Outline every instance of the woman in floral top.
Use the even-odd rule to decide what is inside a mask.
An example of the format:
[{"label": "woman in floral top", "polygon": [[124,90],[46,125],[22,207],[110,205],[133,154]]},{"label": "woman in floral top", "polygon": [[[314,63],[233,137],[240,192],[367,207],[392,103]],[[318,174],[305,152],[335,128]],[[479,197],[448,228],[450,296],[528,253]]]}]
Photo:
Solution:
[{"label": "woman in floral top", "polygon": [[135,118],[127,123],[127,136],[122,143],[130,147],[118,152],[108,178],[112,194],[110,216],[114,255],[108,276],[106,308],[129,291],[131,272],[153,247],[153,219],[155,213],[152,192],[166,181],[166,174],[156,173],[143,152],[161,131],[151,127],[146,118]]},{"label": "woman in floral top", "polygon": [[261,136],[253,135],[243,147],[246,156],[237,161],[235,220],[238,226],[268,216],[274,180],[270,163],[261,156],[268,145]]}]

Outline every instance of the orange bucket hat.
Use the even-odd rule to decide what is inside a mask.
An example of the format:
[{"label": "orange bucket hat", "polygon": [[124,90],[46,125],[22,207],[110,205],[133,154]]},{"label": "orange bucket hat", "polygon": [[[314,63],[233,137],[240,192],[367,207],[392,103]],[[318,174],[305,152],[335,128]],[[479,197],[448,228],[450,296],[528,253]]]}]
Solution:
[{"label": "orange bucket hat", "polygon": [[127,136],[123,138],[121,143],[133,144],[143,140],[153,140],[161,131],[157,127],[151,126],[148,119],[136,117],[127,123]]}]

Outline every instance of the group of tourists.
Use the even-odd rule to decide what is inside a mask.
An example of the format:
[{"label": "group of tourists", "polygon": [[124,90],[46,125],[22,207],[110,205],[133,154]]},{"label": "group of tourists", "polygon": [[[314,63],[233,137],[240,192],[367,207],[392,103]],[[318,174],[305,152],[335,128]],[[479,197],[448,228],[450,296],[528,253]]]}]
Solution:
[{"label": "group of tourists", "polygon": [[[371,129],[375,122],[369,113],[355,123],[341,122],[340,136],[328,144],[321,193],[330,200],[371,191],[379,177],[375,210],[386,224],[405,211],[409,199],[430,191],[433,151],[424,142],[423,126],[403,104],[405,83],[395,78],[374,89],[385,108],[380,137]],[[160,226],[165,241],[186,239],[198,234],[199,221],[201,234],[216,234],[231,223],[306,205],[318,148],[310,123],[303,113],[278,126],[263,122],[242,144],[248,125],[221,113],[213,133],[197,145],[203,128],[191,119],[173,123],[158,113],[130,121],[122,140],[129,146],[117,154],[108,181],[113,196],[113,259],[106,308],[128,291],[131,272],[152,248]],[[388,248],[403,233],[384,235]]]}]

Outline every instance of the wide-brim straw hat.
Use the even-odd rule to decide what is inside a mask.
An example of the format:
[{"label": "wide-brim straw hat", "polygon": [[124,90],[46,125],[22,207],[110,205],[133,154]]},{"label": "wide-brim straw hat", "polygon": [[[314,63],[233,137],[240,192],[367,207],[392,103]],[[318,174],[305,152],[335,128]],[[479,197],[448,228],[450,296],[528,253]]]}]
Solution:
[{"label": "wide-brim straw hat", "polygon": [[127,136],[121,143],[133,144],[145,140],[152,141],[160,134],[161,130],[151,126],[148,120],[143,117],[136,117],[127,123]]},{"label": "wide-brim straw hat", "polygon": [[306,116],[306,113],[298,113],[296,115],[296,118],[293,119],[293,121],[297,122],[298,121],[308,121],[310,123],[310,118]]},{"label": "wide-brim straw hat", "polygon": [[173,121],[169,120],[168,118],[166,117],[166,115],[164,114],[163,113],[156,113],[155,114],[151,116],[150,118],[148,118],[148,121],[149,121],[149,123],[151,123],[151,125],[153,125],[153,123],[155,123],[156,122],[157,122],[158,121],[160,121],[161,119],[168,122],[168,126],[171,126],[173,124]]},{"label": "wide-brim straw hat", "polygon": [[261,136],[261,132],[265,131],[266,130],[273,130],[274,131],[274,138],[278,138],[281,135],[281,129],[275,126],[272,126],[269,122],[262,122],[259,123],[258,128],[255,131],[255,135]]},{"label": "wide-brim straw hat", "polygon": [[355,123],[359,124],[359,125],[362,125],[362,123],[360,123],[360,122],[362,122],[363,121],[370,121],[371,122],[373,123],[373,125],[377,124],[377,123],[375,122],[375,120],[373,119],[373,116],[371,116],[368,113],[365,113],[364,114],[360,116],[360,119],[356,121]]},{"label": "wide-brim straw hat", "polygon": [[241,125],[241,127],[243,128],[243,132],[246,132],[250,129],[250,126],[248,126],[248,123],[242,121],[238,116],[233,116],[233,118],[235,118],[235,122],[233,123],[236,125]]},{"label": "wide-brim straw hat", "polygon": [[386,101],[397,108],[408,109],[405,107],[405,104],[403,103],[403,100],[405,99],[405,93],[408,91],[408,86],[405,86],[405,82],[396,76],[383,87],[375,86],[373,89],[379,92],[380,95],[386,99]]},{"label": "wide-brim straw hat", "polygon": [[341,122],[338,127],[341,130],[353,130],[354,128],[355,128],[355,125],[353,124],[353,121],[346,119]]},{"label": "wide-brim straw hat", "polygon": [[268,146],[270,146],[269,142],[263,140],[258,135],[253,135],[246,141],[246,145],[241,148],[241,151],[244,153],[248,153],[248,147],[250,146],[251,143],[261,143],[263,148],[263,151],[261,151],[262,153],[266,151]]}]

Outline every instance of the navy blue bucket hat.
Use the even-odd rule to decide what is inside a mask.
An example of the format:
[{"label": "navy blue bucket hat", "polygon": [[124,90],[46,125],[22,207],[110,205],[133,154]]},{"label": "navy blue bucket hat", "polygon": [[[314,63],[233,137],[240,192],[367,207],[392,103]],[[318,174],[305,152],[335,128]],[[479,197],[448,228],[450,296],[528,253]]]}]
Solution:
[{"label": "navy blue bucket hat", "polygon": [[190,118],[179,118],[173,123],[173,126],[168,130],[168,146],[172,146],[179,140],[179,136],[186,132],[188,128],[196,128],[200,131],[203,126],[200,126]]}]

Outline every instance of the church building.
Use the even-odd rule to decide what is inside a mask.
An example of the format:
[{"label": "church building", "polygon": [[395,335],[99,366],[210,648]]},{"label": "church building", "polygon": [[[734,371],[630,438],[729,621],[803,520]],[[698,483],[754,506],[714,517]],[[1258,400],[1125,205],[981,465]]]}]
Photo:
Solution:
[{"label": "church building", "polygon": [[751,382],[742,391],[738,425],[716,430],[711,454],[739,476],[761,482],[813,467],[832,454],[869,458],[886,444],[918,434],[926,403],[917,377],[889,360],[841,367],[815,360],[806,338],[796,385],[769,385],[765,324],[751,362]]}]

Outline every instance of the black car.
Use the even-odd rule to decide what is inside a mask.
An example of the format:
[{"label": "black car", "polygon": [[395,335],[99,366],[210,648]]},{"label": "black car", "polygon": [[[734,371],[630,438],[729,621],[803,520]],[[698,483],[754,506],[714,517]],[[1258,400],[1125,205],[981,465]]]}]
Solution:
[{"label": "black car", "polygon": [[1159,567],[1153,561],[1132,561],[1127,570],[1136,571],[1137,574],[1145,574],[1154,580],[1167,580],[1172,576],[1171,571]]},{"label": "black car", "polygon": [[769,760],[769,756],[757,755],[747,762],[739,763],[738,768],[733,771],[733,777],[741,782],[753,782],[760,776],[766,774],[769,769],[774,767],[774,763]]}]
------------------------
Aim: Show every line of the records that contains the string "instance", matching case exactly.

The result:
Outline every instance of the woman in floral top.
Outline every instance of the orange bucket hat.
Outline every instance of the group of tourists.
Outline every instance of the wide-brim straw hat.
Outline every instance of the navy blue bucket hat.
Outline every instance of the church building.
Outline every instance of the black car.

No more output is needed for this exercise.